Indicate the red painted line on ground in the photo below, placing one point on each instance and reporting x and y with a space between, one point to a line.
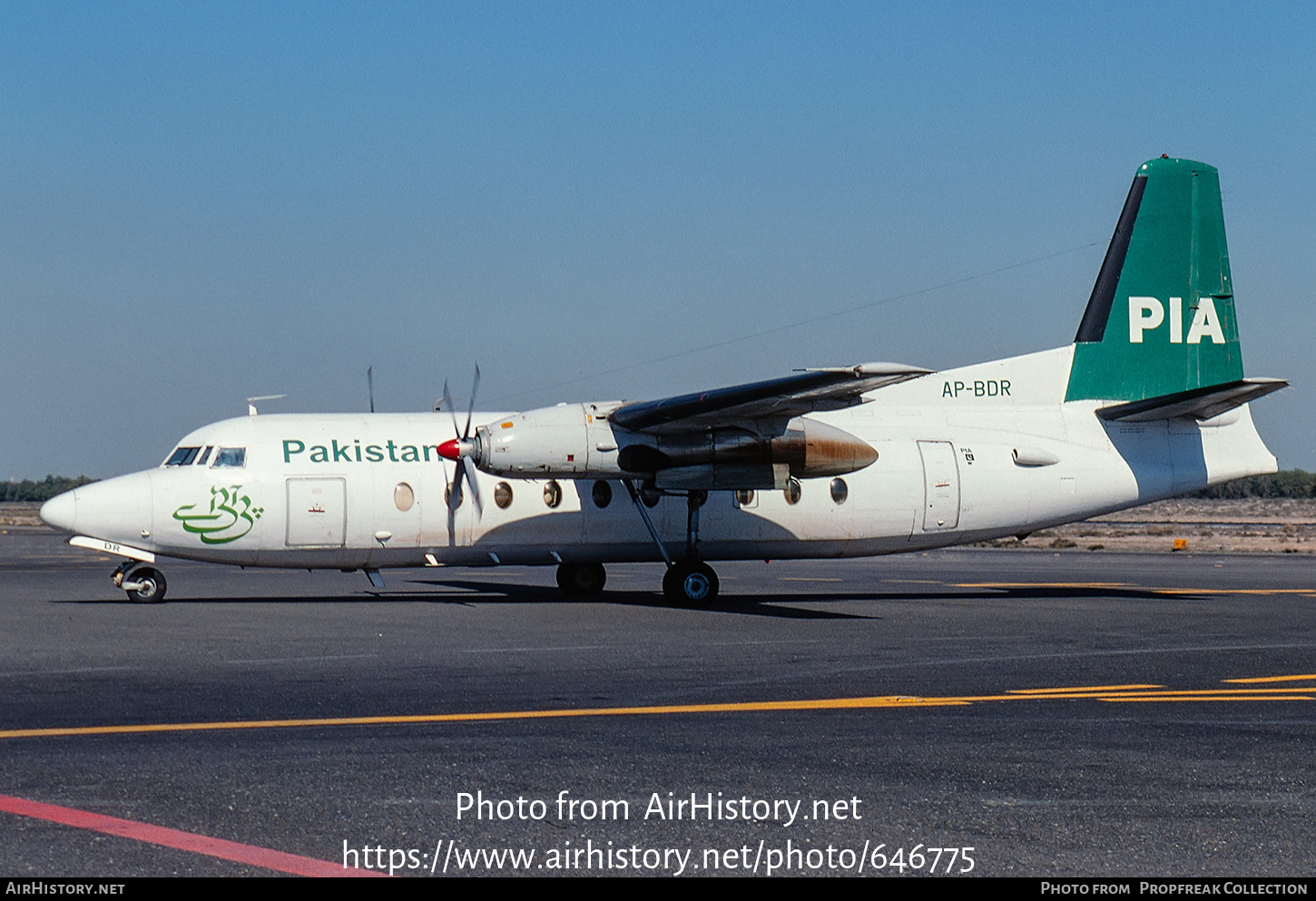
174 838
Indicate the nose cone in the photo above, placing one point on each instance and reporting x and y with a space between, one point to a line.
61 511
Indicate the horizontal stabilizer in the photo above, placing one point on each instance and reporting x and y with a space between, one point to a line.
1198 403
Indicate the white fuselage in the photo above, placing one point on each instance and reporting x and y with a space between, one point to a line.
968 454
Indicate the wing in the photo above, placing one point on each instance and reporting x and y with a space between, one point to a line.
775 398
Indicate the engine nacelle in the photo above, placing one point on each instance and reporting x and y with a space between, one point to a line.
576 441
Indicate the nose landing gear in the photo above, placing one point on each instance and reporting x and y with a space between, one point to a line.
143 585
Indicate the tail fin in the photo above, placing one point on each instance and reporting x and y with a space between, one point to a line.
1161 318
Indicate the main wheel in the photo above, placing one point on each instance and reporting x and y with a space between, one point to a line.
152 585
582 581
690 582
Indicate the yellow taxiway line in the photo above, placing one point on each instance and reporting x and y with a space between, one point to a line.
1108 693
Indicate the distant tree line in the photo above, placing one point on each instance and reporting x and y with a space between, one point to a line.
1289 483
38 491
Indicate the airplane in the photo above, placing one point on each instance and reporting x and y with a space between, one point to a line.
880 458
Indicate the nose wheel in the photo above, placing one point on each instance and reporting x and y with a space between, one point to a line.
143 584
581 581
690 582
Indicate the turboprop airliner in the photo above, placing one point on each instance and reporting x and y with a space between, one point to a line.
879 458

§ Descrição do problema: Apresente todas as linhas dos registros acima como uma lista JSON de strings, com uma string para cada linha e sem as linhas em branco. Não inclua as imagens na resposta.

§ Resposta à tarefa:
[
  "Indicate the red painted line on ground in the photo below, placing one point on each instance and reporting x and y with a space between, one point to a line.",
  "174 838",
  "Indicate the nose cone in the photo above, placing one point on each instance and reporting x and y with a space between, one point to a line.",
  "61 511",
  "Indicate the horizontal stabilizer in the photo above, placing one point on each instance and reporting x and y with a space between, one point to a line.",
  "1198 403",
  "Indicate the white fuselage in the photo above, placing one point on each instance and reporting x and y with a space between, one point to a line.",
  "968 454",
  "Indicate the wing in the photo above, placing one point on each instance and reporting x and y with a space between, one point to a line.",
  "775 398",
  "Indicate the engine nacelle in the photo above, placing one point on each instance and reporting x and y with a space between, one point to a line.",
  "576 441",
  "Indicate the nose landing gear in the photo above, placing one point on each instance and reporting x and y with a space between, one point to a line.",
  "143 585",
  "Indicate the tail fin in the photo above, placing one point on each instance and reporting x and y with a space between, one point to a line.",
  "1161 318",
  "Indicate the main wheel in the photo above, placing one point on each instance and reporting x and y with a space between, one point to a line.",
  "152 585",
  "582 581",
  "690 582",
  "Indicate the yellow taxiway line in the photo above, placing one point on each instance and reporting x and y with a space between, one point to a line.",
  "1108 693",
  "Indicate the distant tree line in the photo above, placing one point on each instance and reporting x and y with a space between, one point to a line.",
  "1289 483",
  "38 491",
  "Indicate the airplane in the photo above, placing one point on each instance and reporting x and y with a space between, one point to a line.",
  "880 458",
  "Indicate the nose wheel in the photo above, placing one point on each instance and reporting x and y with a space between, one point to a line.",
  "143 584",
  "581 581",
  "690 582",
  "Indicate the turboprop airliner in the photo above, placing one point on each instance and reporting x and y with a space between, one point to a line.",
  "879 458"
]